━━ Recorded data

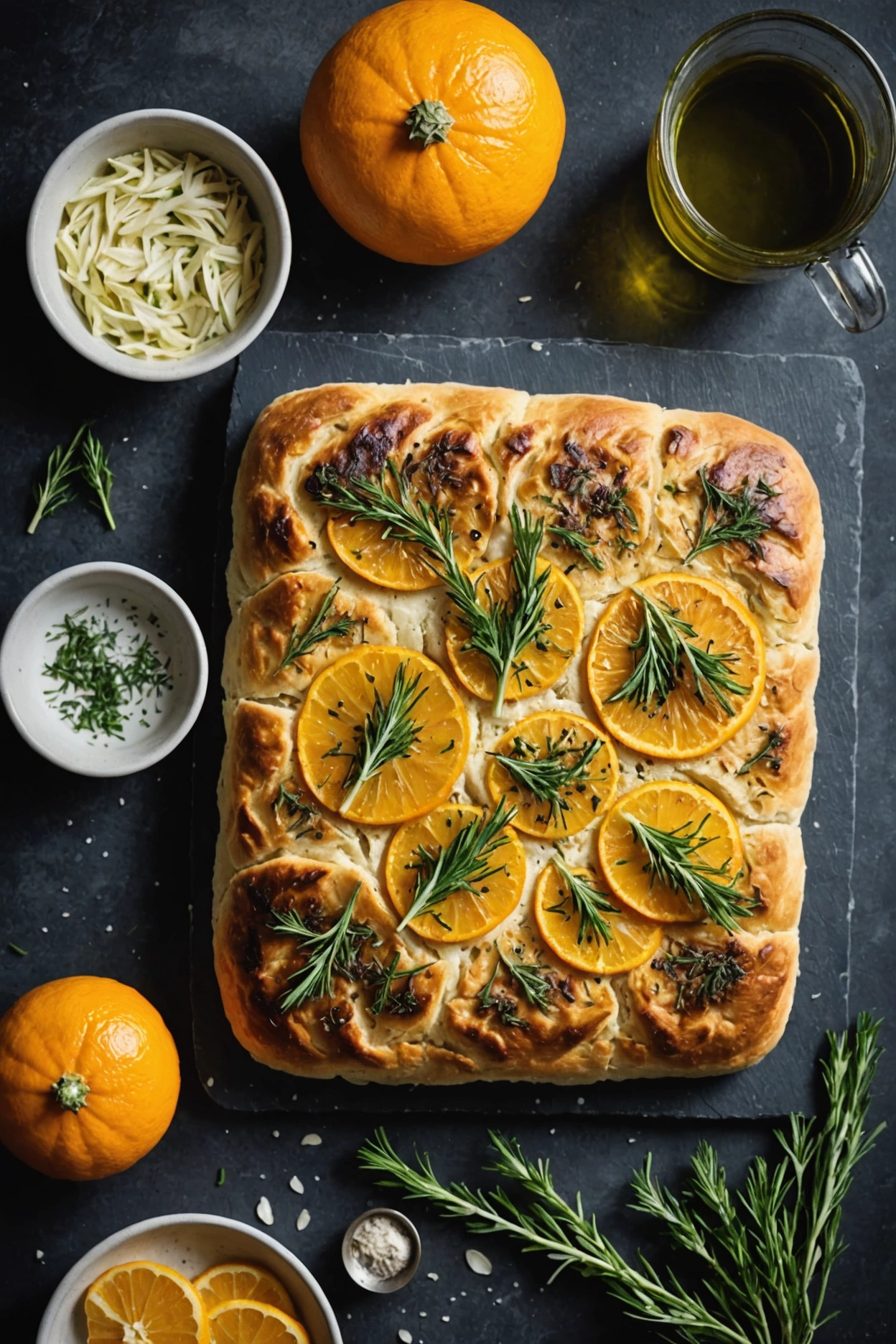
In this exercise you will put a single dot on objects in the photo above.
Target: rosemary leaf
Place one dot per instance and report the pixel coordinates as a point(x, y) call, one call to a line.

━━━━
━━ Recorded data

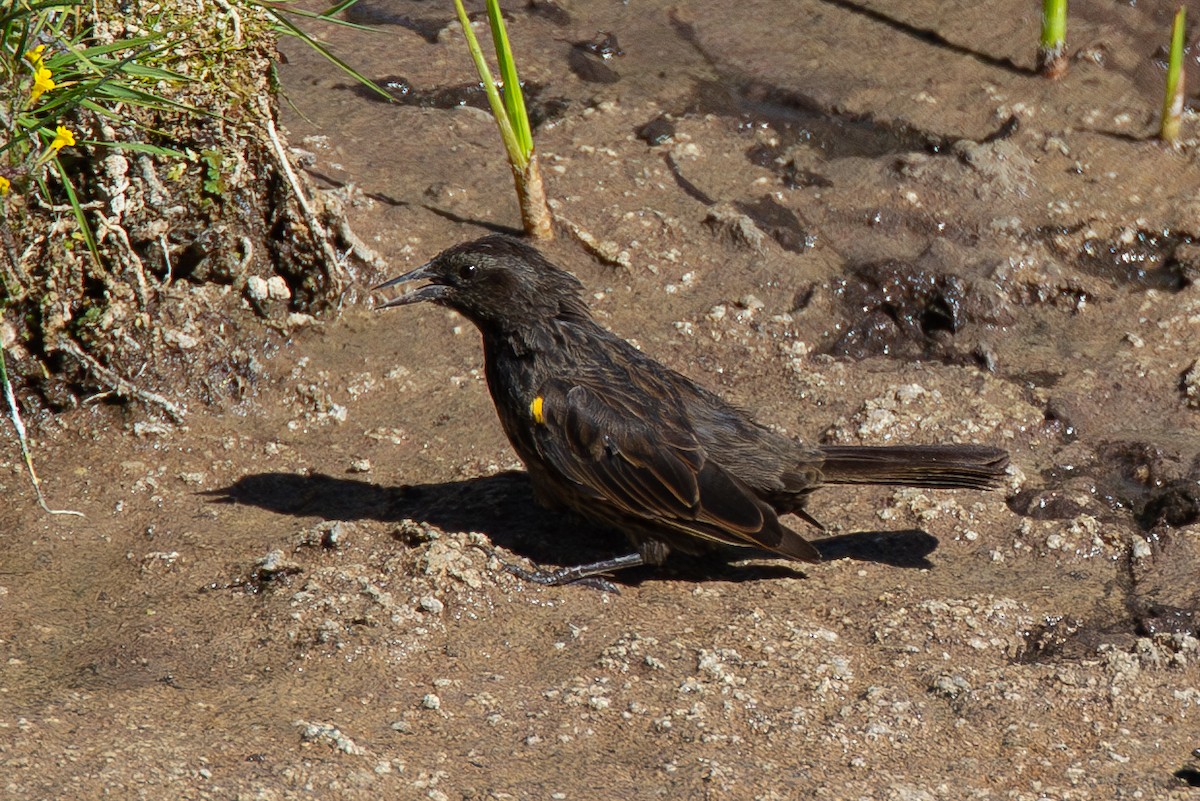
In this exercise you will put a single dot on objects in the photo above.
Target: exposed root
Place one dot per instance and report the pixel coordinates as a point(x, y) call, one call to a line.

━━━━

> **Goal of the exercise**: Find every line in the items that contains the string "Target", and copy each of those lines in full.

> **Completed task**:
Target: rosemary leaf
Target: exposed root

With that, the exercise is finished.